Work instructions
Retype the records below exactly as they appear.

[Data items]
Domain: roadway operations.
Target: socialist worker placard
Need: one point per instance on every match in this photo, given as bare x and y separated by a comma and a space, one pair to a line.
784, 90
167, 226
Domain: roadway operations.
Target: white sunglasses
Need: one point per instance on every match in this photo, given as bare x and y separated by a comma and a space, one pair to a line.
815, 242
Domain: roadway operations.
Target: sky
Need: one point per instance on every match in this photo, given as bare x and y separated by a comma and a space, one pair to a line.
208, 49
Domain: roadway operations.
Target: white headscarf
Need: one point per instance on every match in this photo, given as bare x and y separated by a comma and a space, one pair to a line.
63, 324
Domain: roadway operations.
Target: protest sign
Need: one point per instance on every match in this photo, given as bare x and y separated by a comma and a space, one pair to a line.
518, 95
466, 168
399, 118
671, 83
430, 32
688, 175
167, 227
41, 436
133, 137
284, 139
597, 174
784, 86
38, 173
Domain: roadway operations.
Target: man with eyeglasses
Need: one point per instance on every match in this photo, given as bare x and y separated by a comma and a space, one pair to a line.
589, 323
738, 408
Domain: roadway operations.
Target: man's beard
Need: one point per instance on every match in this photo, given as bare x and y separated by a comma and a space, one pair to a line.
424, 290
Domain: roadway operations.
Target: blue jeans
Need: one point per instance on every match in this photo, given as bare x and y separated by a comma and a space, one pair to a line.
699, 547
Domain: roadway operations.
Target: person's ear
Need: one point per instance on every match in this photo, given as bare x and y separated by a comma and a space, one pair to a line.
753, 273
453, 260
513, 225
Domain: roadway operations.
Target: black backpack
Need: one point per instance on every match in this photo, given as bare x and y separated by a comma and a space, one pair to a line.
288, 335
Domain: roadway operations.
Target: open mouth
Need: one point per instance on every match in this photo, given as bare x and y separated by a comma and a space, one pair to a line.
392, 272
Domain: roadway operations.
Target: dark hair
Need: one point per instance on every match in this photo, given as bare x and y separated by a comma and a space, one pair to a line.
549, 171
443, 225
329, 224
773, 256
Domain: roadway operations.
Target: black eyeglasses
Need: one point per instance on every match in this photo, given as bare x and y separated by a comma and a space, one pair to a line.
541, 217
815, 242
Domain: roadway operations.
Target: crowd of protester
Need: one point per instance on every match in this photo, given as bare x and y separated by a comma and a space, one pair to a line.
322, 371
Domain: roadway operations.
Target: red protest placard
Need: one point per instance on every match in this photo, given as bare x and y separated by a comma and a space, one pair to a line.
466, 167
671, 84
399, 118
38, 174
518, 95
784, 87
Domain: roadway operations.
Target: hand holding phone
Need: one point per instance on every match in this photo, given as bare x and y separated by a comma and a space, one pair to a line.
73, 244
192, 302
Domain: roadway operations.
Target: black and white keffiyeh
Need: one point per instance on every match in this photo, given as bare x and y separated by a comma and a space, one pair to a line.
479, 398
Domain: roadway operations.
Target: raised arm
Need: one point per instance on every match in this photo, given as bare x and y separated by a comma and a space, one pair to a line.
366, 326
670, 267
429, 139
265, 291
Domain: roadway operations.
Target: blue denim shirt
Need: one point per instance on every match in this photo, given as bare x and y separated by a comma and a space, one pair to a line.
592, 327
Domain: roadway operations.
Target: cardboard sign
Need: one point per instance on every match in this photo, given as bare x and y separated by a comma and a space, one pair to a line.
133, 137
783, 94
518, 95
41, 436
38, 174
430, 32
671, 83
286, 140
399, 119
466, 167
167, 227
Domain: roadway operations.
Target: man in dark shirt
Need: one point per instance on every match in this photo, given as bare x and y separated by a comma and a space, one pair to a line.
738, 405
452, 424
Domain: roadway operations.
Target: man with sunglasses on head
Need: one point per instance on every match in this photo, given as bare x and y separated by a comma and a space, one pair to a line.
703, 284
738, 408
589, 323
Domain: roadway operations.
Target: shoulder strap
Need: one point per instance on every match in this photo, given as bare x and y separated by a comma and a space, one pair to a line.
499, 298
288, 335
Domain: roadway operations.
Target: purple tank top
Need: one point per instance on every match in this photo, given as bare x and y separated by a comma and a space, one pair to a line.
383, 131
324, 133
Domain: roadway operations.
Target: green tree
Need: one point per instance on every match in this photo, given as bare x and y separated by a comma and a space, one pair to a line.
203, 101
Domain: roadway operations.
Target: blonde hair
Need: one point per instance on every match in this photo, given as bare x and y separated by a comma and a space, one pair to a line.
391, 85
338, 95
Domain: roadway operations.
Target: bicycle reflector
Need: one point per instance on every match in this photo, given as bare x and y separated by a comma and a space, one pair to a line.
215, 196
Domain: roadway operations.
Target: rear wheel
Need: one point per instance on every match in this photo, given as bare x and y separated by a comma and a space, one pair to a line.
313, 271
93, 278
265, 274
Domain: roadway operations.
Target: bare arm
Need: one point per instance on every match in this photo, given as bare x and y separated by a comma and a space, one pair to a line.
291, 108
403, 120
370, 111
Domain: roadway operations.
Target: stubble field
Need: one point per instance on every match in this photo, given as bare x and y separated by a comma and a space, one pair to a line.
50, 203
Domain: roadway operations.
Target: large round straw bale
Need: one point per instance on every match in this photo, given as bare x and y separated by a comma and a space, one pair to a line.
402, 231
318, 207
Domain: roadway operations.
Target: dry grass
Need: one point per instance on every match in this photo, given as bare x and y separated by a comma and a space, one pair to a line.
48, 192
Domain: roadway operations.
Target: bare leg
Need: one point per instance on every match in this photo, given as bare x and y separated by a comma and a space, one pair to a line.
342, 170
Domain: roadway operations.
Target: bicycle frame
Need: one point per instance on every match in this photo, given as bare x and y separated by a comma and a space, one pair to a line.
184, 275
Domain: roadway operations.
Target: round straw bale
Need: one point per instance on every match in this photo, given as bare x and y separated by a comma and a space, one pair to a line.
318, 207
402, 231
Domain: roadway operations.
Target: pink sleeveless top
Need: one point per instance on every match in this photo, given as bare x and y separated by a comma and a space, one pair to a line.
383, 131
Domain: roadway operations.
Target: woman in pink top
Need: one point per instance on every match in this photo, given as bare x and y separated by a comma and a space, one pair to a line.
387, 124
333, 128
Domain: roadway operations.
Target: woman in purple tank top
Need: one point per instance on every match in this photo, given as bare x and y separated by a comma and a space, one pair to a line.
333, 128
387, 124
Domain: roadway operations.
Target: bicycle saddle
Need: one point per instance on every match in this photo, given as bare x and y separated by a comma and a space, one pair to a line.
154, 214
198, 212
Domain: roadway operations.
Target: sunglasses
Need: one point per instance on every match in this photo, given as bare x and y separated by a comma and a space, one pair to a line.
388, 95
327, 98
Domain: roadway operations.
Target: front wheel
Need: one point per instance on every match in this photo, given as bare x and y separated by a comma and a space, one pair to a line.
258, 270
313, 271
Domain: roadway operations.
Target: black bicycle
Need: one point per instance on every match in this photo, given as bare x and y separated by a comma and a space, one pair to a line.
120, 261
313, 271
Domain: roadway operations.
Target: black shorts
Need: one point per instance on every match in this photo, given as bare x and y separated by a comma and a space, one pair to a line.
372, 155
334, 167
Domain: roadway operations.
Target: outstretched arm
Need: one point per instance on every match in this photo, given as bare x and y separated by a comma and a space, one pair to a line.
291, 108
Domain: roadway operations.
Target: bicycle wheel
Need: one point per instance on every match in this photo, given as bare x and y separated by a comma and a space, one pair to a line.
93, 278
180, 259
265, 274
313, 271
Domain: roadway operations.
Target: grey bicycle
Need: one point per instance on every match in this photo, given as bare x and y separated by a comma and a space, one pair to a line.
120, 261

Exercise response
Domain: roadway operations.
Target: socialist worker placard
Need: one point per instance on every match in this photo, given as bare x and y separated by a comma and a space, one pair to a line.
784, 90
167, 226
Domain: roadway operations.
Target: white sunglasses
Need: one point per instance on every match in this photo, given as bare x and y separated by a comma and a space, one pair to a line.
815, 242
Domain: roadway operations.
Target: sky
Need: one point per instance on every match in this photo, given as bare x and y separated by a comma and a space, one pair to a line.
208, 49
Domain: roadway operations.
Target: white headscarf
Need: one point per instance on every match in this photo, given as bare x and y separated by a comma and a space, one pair to a line.
63, 324
Domain: roadway operations.
Target: protest sign
Need: one point per instance on every match in this photo, given as bare x and y separated by a comma and a space, one pair to a line.
518, 95
466, 168
399, 118
671, 83
430, 32
688, 175
167, 227
41, 436
133, 137
284, 139
597, 174
784, 86
38, 173
Domain: roadway operations.
Target: man with eyeglasses
Need: one point per instance on every match in this photo, given as bare x and y separated by a comma and a space, one pair to a line.
589, 323
738, 408
Domain: roadway operations.
Target: man's beard
Need: one point per instance on every match in this photo, given as bare x and y separated by a comma and a space, one pair to a line.
424, 290
Domain: roadway operations.
Target: blue jeans
Need: one point per instance on every match in this photo, given as bare x and y separated by a comma and a space, one pair to a line.
699, 547
Domain: roadway operations.
Target: person's ear
Need: one point per instance on every match in this photo, given as bare x and y separated by a comma and a space, one pair to a line.
753, 273
453, 260
513, 225
Domain: roadway operations.
Target: black backpack
Need: one point per instance on every match in this photo, given as bare x and y separated by a comma and a space, one pair to a line.
288, 335
Domain: roadway operations.
Target: open mouth
Need: one point per instance on every match in this photo, given as bare x and y separated by a comma and a space, one pair to a line.
392, 272
Domain: roadway operations.
Target: dark hair
Need: one point per instance on every match in this photo, given as bare x and y separated by a comma and a space, one pair to a line.
549, 171
443, 225
329, 224
773, 256
Domain: roadway operations.
Target: black eyeglasses
Need: one point per instance on every match in this photo, given as bare x and y separated by a comma and a space, one pair to a line.
541, 217
815, 242
Domain: roadway operations.
Target: crowd of protester
Need: one point per instance on every match in this photo, given as bare x and y separated by a comma and a space, one pair to a line.
322, 371
Domain: roadway operations.
Target: red protest placard
Need: one point per instance on every match in this photo, given as bare x and y separated by a comma and a space, one pair to a line.
466, 167
671, 84
399, 118
38, 174
518, 95
784, 87
Domain: roadway operations.
Target: hand holding phone
Need: one point per instance on every match in this photo, given as bare x and y separated by a comma and a space, one pair to a line.
73, 244
192, 302
Domain: roadway operations.
Target: black and white keffiyeh
Need: one point per instance on every match in this photo, given as bare x and y separated by a comma and a space, one pair to a line.
479, 398
Domain: roadway operations.
Target: raised arm
Need: one point per instance on every match in this photo, given as bare x and y separated by a comma and a space, one pair to a line.
366, 326
670, 267
429, 139
265, 291
Domain: roadway operations.
Target: blue denim shirt
Need: one point per instance on every match in this photo, given as bare x and y separated by a comma and a space, one pair to a line.
592, 327
Domain: roadway operations.
Target: cardboard sign
Need: one point per instance on every match in this photo, given as bare x and y separated by a comma and a space, one pair to a line.
133, 137
783, 94
518, 95
41, 436
38, 174
430, 32
671, 83
286, 140
399, 119
466, 167
167, 227
Domain: roadway operations.
Target: man in dark shirt
Need: one point per instance on every match in this photo, given as bare x and y separated by a comma and a space, one pair to a line.
738, 405
452, 424
Domain: roadway operations.
Target: man with sunglasses on head
Need: one point per instance on every match in this photo, given as bare x and y separated by a comma and a space, one pair to a line.
703, 284
738, 408
589, 323
Domain: roadway operations.
Target: shoulder strap
Need: one point per instance on every match in this photo, given as bare x and y separated by a comma and a space, one pair to a line.
499, 298
288, 335
Domain: roadway operations.
Target: purple tank top
Need: one point per instance on every match in this photo, given as bare x and y separated by a comma and a space, one pair to a line.
383, 131
324, 133
Domain: roadway operations.
Target: green tree
Need: one point per instance on every match in this photo, given as bare x and y separated by a comma and a space, one pair to a line.
203, 101
Domain: roadway operations.
Target: blonde hair
Need: one point per instance on every match in this photo, given as bare x and y separated by a comma and a space, one pair to a line.
391, 85
338, 95
Domain: roadway operations.
Target: bicycle reflector
Need: one point per instance on every match in this photo, given as bare x and y separated by a comma and a space, one pair to a line.
215, 196
Domain: roadway operations.
Target: rear wheel
Need: one point per instance on every match in this photo, given as bare x and y separated by a comma and a space, one pair to a line.
313, 271
93, 278
265, 274
Domain: roadway operations.
Target: bare arm
Need: one point per instance on every match in this photo, given as bare x and y separated by a comma and a space, one pair to a line.
291, 108
403, 120
370, 111
Domain: roadway operations.
Target: stubble field
Need: one point per instance on every match in this photo, given as bare x and y separated by a comma and a space, one pair to a line.
50, 203
Domain: roadway operations.
Target: large round straw bale
Need: one point per instance on every match in this photo, given as bare x and y separated by a comma and a space, one pair to a line.
402, 231
318, 207
Domain: roadway operations.
Target: dry grass
Need: one point per instance on every match in this photo, given as bare x and y separated by a comma and a space, one pair to a line.
48, 192
Domain: roadway operations.
Target: bare leg
Need: one point per instance on every match in this photo, given as bare x and y separated by a comma and a space, one pair to a line.
342, 170
Domain: roadway operations.
Target: bicycle frame
Need: one point per instance on every match in this photo, given as bare x and y separated by a comma and a space, one pair to a line.
184, 275
Domain: roadway operations.
Target: round straw bale
Need: one point per instance on every match in this photo, given as bare x and y separated by a comma and a space, one pair to a line.
318, 207
402, 231
Domain: roadway operations.
Target: pink sleeveless top
Need: one point per instance on every match in this photo, given as bare x and y separated by a comma and a space, one pair to a line.
383, 131
Domain: roadway operations.
Target: woman in pink top
Need: one point per instance on every match in this photo, given as bare x and y separated by a comma and a space, one pair to a line.
387, 124
333, 128
Domain: roadway operations.
Target: woman in purple tank top
Need: one point per instance on every match in this photo, given as bare x and y separated by a comma and a space, one pair to a line.
333, 128
387, 124
Domain: roadway operations.
Target: bicycle saddle
Need: one point per instance on every match in this photo, given as bare x and y separated by a comma and a space, one pair to a line.
154, 214
198, 212
Domain: roadway operations.
Target: sunglasses
Need: one point per instance on every match in this photo, given as bare x and y separated by a comma and a space, one pair to a line.
388, 95
327, 98
Domain: roadway operations.
Target: front wheel
Need: one point per instance on every match in this photo, given as bare x and y separated by a comma and a space, one pair to a line.
258, 270
313, 271
Domain: roadway operations.
Target: black bicycle
Need: one point per instance on every match in this photo, given as bare x and y separated by a comma and a space, one pair to a line.
120, 261
313, 271
Domain: roadway operations.
Target: black shorts
Need: one point per instance on every match in this photo, given as bare x and y separated by a comma and a space, one pair to a line.
372, 155
334, 167
Domain: roadway operations.
Target: outstretched arm
Need: one point per instance on every match in this photo, given as bare x and y separated by a comma and a space, one pair to a line.
291, 108
Domain: roadway operations.
Target: bicycle wheel
Need: one point per instance on every match in this photo, given as bare x and y separated by a comma and a space, one pair to a line.
93, 278
180, 259
265, 274
313, 271
Domain: roadway operations.
Target: grey bicycle
Need: one point per instance on every match in this photo, given as bare x and y separated by a comma and a space, one pair to a line.
120, 261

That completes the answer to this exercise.